• [Data section]:
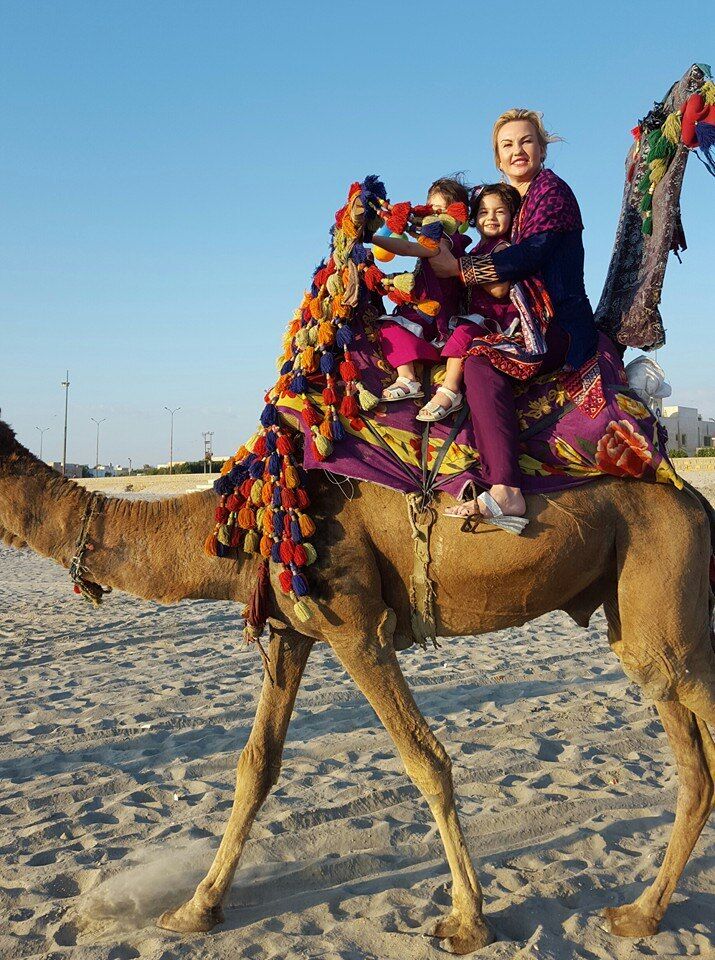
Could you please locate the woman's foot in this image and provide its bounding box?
[381,377,424,403]
[417,387,462,423]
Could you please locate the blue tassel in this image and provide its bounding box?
[291,573,310,597]
[335,324,353,350]
[268,453,281,477]
[320,352,335,373]
[333,417,345,440]
[261,403,278,427]
[273,510,285,537]
[695,121,715,177]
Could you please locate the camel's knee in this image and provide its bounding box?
[236,739,282,800]
[404,740,453,801]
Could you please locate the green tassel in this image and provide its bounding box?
[243,530,261,553]
[357,383,380,411]
[293,600,311,623]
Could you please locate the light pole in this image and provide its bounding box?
[35,427,50,460]
[89,417,107,470]
[60,370,70,477]
[164,407,181,476]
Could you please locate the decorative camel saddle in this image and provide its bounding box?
[205,65,715,632]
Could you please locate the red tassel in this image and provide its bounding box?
[340,360,358,382]
[340,396,360,420]
[243,560,271,633]
[276,433,293,457]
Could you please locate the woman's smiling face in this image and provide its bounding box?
[497,120,544,186]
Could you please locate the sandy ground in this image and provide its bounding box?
[0,477,715,960]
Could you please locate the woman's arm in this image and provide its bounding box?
[372,235,435,258]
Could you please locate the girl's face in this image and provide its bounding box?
[477,193,511,237]
[497,120,544,185]
[427,190,450,213]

• [Task requirements]:
Copy the entire listing above word for word, from its first line to its last, and leave out the picture.

• [Correct result]:
Could you please locate the woman's foot in this image and provide its bounding box?
[381,377,424,403]
[417,387,462,423]
Could you please locate the blue tassel in this image and provide its bounding box?
[291,573,310,597]
[335,324,353,350]
[268,453,281,477]
[320,352,335,373]
[333,417,345,440]
[261,403,278,427]
[273,510,285,537]
[695,121,715,177]
Could you please locate the camel's knee in this image and provide its bounding box?
[236,739,282,800]
[404,740,453,801]
Could you please locate the green tassel in this image and provide its bounding box?
[243,530,261,553]
[357,383,380,411]
[293,600,311,623]
Could you please locate the light pole in this image and provide its bounding box?
[35,427,50,460]
[89,417,107,470]
[60,370,70,477]
[164,407,181,476]
Could you please locate the decorative camel saddle in this image and provide its bounding box?
[205,65,715,632]
Could you please locate the red tassel in this image and provide its bounding box?
[340,360,358,382]
[340,396,360,420]
[243,560,271,633]
[276,433,293,457]
Could you please locate the woman's smiling face in this image and provide its bounding box?
[497,120,544,186]
Could you please locate the sandy ground in this image and provide its bounding box?
[0,477,715,960]
Could you please locate the woman's arm in this image and provide its bounding box?
[372,235,435,258]
Could you please locate the girl's face in this image and provide its bounding box?
[477,193,511,237]
[497,120,544,185]
[427,190,450,213]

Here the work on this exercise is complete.